**Object pointing dataset rows:**
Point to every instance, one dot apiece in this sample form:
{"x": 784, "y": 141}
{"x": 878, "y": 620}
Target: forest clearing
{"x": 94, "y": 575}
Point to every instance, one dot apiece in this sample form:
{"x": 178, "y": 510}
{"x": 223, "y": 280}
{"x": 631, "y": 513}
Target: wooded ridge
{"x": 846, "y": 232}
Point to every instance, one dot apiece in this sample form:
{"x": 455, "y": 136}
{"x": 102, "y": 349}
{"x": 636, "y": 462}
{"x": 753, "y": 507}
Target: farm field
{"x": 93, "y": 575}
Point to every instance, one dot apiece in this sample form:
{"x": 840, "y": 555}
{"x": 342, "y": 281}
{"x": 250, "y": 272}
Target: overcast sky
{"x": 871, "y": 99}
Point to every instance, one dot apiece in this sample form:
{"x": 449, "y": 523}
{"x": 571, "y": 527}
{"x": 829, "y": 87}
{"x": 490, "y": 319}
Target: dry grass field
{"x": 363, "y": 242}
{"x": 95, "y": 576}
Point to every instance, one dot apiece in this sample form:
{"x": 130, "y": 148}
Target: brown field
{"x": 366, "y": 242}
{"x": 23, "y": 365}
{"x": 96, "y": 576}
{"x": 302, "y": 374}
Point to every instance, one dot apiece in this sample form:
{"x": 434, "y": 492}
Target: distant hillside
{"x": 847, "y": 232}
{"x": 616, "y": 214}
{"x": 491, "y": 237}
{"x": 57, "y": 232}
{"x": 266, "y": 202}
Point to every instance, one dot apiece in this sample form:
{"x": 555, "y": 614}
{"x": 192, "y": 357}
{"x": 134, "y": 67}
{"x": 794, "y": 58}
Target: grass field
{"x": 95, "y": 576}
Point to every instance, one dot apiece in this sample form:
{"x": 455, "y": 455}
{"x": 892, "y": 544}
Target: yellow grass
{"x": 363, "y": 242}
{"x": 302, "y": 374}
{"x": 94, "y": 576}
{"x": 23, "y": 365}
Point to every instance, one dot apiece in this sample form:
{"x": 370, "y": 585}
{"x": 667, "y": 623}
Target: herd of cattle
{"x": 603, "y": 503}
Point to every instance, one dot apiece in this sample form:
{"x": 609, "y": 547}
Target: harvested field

**PROBLEM DETAILS:**
Write out the listing once more, matching it exactly.

**RESPONSE TO THIS TASK:**
Point to every instance, one dot apiece in this sample form:
{"x": 784, "y": 141}
{"x": 878, "y": 620}
Target: forest clearing
{"x": 94, "y": 575}
Point to every instance, one dot apiece in this sample form:
{"x": 178, "y": 510}
{"x": 223, "y": 280}
{"x": 631, "y": 513}
Target: wooded ridge
{"x": 846, "y": 232}
Point to every instance, one dot apiece in this sample form:
{"x": 455, "y": 136}
{"x": 102, "y": 349}
{"x": 636, "y": 462}
{"x": 753, "y": 507}
Target: farm field
{"x": 93, "y": 575}
Point to every instance, one dot apiece in this sample form:
{"x": 840, "y": 555}
{"x": 342, "y": 281}
{"x": 250, "y": 272}
Target: overcast sky
{"x": 871, "y": 99}
Point to every instance, one dot apiece in this sample form:
{"x": 449, "y": 523}
{"x": 571, "y": 527}
{"x": 829, "y": 87}
{"x": 490, "y": 319}
Target: dry grass field
{"x": 363, "y": 242}
{"x": 95, "y": 576}
Point to every instance, one dot apiece in this sample form:
{"x": 130, "y": 148}
Target: brown field
{"x": 366, "y": 242}
{"x": 23, "y": 365}
{"x": 96, "y": 576}
{"x": 302, "y": 374}
Point to every instance, one dot apiece in this sample form:
{"x": 434, "y": 492}
Target: distant hillside
{"x": 847, "y": 232}
{"x": 616, "y": 214}
{"x": 491, "y": 237}
{"x": 57, "y": 232}
{"x": 266, "y": 202}
Point to every instance, one dot apiece in this sample form:
{"x": 555, "y": 614}
{"x": 192, "y": 357}
{"x": 134, "y": 67}
{"x": 794, "y": 58}
Target: grass field
{"x": 95, "y": 576}
Point to every instance, one dot apiece in this sample form:
{"x": 455, "y": 455}
{"x": 892, "y": 544}
Target: yellow grass
{"x": 363, "y": 242}
{"x": 302, "y": 374}
{"x": 94, "y": 576}
{"x": 23, "y": 365}
Point to every instance, one dot apiece in this sample form:
{"x": 370, "y": 585}
{"x": 667, "y": 623}
Target: herd of cattle
{"x": 603, "y": 503}
Point to every instance, one dot apiece in this sample form:
{"x": 609, "y": 547}
Target: harvested field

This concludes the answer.